Sanou Mbaye : Oui et non. Le désavantage pour l’Afrique des injections massives d’argent dans les plans de relance occidentaux résulte du mode de financement des sommes colossales en question. Les pays occidentaux vont recourir à l’emprunt et à la planche à billets pour financer ces plans de stabilisation économique, de sauvetage de leurs systèmes bancaires, et des mesures de soutien à la consommation et à l’investissement qu’ils ont édictés. Ces politiques sont porteuses d’inflation. Les prix et les taux d’intérêt vont grimper et atteindre des niveaux stratosphériques à terme, plongeant le monde dans une longue période de dépression économique avec des conséquences catastrophiques pour des populations africaines déjà confrontées aux pires difficultés.
Afrik.com : Qu’en est-il des régulations du système financier international ?

DONNÉES:

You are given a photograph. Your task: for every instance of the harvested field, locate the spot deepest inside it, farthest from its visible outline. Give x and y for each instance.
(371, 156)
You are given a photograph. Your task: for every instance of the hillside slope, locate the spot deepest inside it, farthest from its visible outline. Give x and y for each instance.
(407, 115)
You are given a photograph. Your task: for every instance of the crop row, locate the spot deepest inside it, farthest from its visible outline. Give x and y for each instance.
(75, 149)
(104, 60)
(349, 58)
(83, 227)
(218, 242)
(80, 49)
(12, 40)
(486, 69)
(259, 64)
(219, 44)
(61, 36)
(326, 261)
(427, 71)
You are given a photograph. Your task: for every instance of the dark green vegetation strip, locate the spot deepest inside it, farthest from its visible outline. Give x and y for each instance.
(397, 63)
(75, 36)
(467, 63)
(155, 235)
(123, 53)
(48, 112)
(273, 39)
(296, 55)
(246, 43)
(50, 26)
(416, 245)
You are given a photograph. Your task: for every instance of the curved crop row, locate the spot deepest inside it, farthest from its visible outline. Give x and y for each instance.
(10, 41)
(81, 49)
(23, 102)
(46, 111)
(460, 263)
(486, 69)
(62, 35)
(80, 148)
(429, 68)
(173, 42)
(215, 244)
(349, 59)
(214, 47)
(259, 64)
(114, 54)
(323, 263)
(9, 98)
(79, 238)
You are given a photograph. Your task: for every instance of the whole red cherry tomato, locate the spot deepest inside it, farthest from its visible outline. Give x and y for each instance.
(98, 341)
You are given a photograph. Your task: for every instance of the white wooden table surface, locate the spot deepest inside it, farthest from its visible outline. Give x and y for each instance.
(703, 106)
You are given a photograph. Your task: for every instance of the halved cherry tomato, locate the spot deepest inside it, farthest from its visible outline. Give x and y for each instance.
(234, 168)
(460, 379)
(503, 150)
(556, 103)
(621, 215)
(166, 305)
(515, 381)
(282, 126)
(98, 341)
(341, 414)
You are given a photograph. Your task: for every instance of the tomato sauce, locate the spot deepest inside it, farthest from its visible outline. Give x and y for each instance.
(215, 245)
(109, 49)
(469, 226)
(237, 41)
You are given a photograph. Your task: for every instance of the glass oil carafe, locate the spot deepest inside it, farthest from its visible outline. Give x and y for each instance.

SÉRIE DE TÂCHES:
A: Renommez « pays occidentaux » en « pays industrialisés » en recopiant le passage de l'entretien sur les plans de relance qui commence à « Sanou Mbaye : Oui » et se termine à « financier international ? ».
B: Ces affirmations concordent-elles avec l'entretien sur les plans de relance ? Répondez par oui ou par non, en citant les mots décisifs. (i) Les prix et les taux d'intérêt vont augmenter. (ii) Les pays occidentaux financeront leurs plans uniquement par l'impôt. (iii) Les politiques décrites n'auront aucun effet sur l'inflation.
C: Reprenez l'entretien sur les plans de relance après sa dernière phrase et poursuivez-le.
Les enregistrements ne sont d'aucune utilité pour ce travail.

RÉPONSES PAR TÂCHE:
A:
Sanou Mbaye : Oui et non. Le désavantage pour l’Afrique des injections massives d’argent dans les plans de relance occidentaux résulte du mode de financement des sommes colossales en question. Les pays industrialisés vont recourir à l’emprunt et à la planche à billets pour financer ces plans de stabilisation économique, de sauvetage de leurs systèmes bancaires, et des mesures de soutien à la consommation et à l’investissement qu’ils ont édictés. Ces politiques sont porteuses d’inflation. Les prix et les taux d’intérêt vont grimper et atteindre des niveaux stratosphériques à terme, plongeant le monde dans une longue période de dépression économique avec des conséquences catastrophiques pour des populations africaines déjà confrontées aux pires difficultés.
Afrik.com : Qu’en est-il des régulations du système financier international ?

B:
(i) Oui : « Les prix et les taux d’intérêt vont grimper ».
(ii) Non : « Les pays occidentaux vont recourir à l’emprunt et à la planche à billets ».
(iii) Non : « Ces politiques sont porteuses d’inflation. »

C:
Sanou Mbaye : Elles sont les bienvenues, surtout en ce qui concerne la décision de mettre fin au secret bancaire dans les paradis fiscaux. L’objectif des pays promoteurs de cette résolution, notamment la France et l’Allemagne, est d’identifier les capitaux exilés dans ces paradis fiscaux afin de les taxer, ce qui va contribuer à augmenter leurs recettes fiscales, pactole particulièrement souhaité en ces temps de crise, d’amenuisement des rentrées fiscales et de rareté de crédits.
De même, l’identification et la taxation des capitaux africains exilés, estimés à 400 milliards de dollars, permettraient de rapatrier une partie de ces sommes sous forme de recouvrement des évasions fiscales dont ils sont à l’origine. Encore faudrait-il que le président français, Nicolas Sarkozy, aille jusqu’au bout de sa croisade contre les paradis fiscaux. Car la France, depuis qu’elle a mis en place un système de contrôle des changes du franc CFA, en 1993, est devenue la seule destinatrice et le vrai paradis fiscal des capitaux exilés des pays de la zone franc et des milliards de dollars de réserves en devises de ces pays. L’Hexagone séquestre et use de ces fonds à son bénéfice, sous le prétexte fallacieux d’une convertibilité du franc CFA qui ne profite qu’à lui et à ses affidés qui sont aux commandes dans ces Etats Africains.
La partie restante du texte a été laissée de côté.